* Exercise goal *
Skip the pictures and quote all of the lines exactly.

* Supplied material *
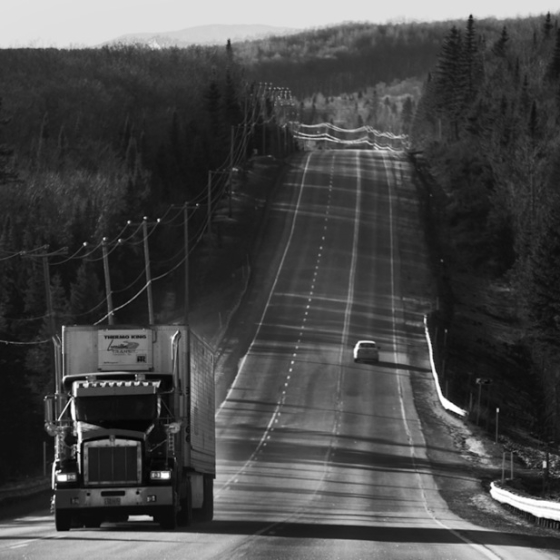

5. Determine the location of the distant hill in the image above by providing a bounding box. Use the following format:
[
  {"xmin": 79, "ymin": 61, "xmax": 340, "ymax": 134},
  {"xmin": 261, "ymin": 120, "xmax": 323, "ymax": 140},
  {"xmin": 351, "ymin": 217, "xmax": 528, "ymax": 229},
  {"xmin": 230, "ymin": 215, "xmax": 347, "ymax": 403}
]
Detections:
[{"xmin": 105, "ymin": 25, "xmax": 301, "ymax": 48}]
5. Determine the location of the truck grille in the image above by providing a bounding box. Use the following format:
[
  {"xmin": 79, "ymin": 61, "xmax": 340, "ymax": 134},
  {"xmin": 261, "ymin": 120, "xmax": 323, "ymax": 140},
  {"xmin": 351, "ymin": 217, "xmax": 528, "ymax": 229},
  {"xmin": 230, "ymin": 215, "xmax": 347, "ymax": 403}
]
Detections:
[{"xmin": 84, "ymin": 440, "xmax": 142, "ymax": 485}]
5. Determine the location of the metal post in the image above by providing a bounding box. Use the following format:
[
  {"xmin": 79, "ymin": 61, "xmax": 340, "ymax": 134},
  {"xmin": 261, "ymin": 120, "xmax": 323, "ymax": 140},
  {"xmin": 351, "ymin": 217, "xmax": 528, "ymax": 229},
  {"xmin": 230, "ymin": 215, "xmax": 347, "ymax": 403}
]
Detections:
[
  {"xmin": 101, "ymin": 237, "xmax": 115, "ymax": 325},
  {"xmin": 476, "ymin": 383, "xmax": 482, "ymax": 426},
  {"xmin": 183, "ymin": 202, "xmax": 190, "ymax": 327},
  {"xmin": 206, "ymin": 171, "xmax": 212, "ymax": 235},
  {"xmin": 142, "ymin": 216, "xmax": 155, "ymax": 325},
  {"xmin": 228, "ymin": 125, "xmax": 235, "ymax": 218}
]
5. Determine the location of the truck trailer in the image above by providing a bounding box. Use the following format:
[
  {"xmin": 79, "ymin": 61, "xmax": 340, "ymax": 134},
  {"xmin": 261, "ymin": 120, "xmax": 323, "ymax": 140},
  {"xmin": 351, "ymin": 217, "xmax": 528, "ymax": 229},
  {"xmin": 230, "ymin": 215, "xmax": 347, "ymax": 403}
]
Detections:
[{"xmin": 45, "ymin": 325, "xmax": 216, "ymax": 531}]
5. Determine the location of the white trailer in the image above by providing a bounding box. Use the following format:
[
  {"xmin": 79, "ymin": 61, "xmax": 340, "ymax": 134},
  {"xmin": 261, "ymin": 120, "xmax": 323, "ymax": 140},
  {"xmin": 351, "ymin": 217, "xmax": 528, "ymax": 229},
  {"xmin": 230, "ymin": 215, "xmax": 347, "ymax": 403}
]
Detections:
[{"xmin": 45, "ymin": 325, "xmax": 216, "ymax": 531}]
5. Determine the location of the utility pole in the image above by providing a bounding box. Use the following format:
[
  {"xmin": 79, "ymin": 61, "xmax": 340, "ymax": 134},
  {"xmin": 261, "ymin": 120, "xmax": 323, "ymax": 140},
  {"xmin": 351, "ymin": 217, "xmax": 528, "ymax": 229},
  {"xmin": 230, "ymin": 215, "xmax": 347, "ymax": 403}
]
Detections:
[
  {"xmin": 183, "ymin": 202, "xmax": 190, "ymax": 331},
  {"xmin": 24, "ymin": 245, "xmax": 68, "ymax": 392},
  {"xmin": 206, "ymin": 171, "xmax": 212, "ymax": 235},
  {"xmin": 142, "ymin": 216, "xmax": 155, "ymax": 325},
  {"xmin": 101, "ymin": 237, "xmax": 115, "ymax": 325}
]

* Output below *
5. Determine the location of the distant hill in the image above by providing a bounding box. Use the following format:
[
  {"xmin": 79, "ymin": 61, "xmax": 340, "ymax": 134},
  {"xmin": 261, "ymin": 120, "xmax": 323, "ymax": 140},
  {"xmin": 351, "ymin": 217, "xmax": 528, "ymax": 229},
  {"xmin": 230, "ymin": 215, "xmax": 347, "ymax": 403}
]
Detections:
[{"xmin": 105, "ymin": 25, "xmax": 301, "ymax": 48}]
5. Determine the location of the truck grille in the image above by providing a bounding box. Use the following format:
[
  {"xmin": 79, "ymin": 61, "xmax": 340, "ymax": 134},
  {"xmin": 261, "ymin": 120, "xmax": 323, "ymax": 140},
  {"xmin": 351, "ymin": 217, "xmax": 528, "ymax": 229},
  {"xmin": 230, "ymin": 215, "xmax": 347, "ymax": 403}
]
Detections:
[{"xmin": 84, "ymin": 440, "xmax": 142, "ymax": 485}]
5. Determine the location of the metal post in the image above by providing a bounding box. Use the following format:
[
  {"xmin": 79, "ymin": 61, "xmax": 340, "ymax": 134},
  {"xmin": 261, "ymin": 120, "xmax": 323, "ymax": 140},
  {"xmin": 351, "ymin": 217, "xmax": 528, "ymax": 229},
  {"xmin": 230, "ymin": 215, "xmax": 347, "ymax": 403}
]
Detections:
[
  {"xmin": 101, "ymin": 237, "xmax": 115, "ymax": 325},
  {"xmin": 476, "ymin": 383, "xmax": 482, "ymax": 426},
  {"xmin": 183, "ymin": 202, "xmax": 190, "ymax": 327},
  {"xmin": 206, "ymin": 171, "xmax": 212, "ymax": 235},
  {"xmin": 142, "ymin": 216, "xmax": 155, "ymax": 325},
  {"xmin": 228, "ymin": 125, "xmax": 235, "ymax": 218}
]
5. Determine the location of the truck trailer in the image above by providing a bounding box. Use the following format:
[
  {"xmin": 79, "ymin": 61, "xmax": 340, "ymax": 134},
  {"xmin": 261, "ymin": 120, "xmax": 323, "ymax": 140},
  {"xmin": 351, "ymin": 217, "xmax": 528, "ymax": 229},
  {"xmin": 230, "ymin": 215, "xmax": 347, "ymax": 403}
]
Detections:
[{"xmin": 45, "ymin": 325, "xmax": 216, "ymax": 531}]
5. Determine the location of the white trailer in the image above by providing a bounding box. Use the following format:
[
  {"xmin": 79, "ymin": 61, "xmax": 340, "ymax": 134},
  {"xmin": 261, "ymin": 120, "xmax": 323, "ymax": 140},
  {"xmin": 351, "ymin": 217, "xmax": 528, "ymax": 229},
  {"xmin": 230, "ymin": 215, "xmax": 347, "ymax": 403}
]
Detections:
[{"xmin": 45, "ymin": 325, "xmax": 216, "ymax": 531}]
5. Determine the location of the utility pole in the image above by providing a bounding box. Use the following format:
[
  {"xmin": 79, "ymin": 61, "xmax": 340, "ymax": 134},
  {"xmin": 261, "ymin": 120, "xmax": 323, "ymax": 140},
  {"xmin": 351, "ymin": 217, "xmax": 528, "ymax": 229},
  {"xmin": 230, "ymin": 215, "xmax": 347, "ymax": 403}
]
Detections:
[
  {"xmin": 183, "ymin": 202, "xmax": 190, "ymax": 331},
  {"xmin": 24, "ymin": 245, "xmax": 68, "ymax": 392},
  {"xmin": 206, "ymin": 171, "xmax": 212, "ymax": 235},
  {"xmin": 142, "ymin": 216, "xmax": 155, "ymax": 325},
  {"xmin": 101, "ymin": 237, "xmax": 115, "ymax": 325}
]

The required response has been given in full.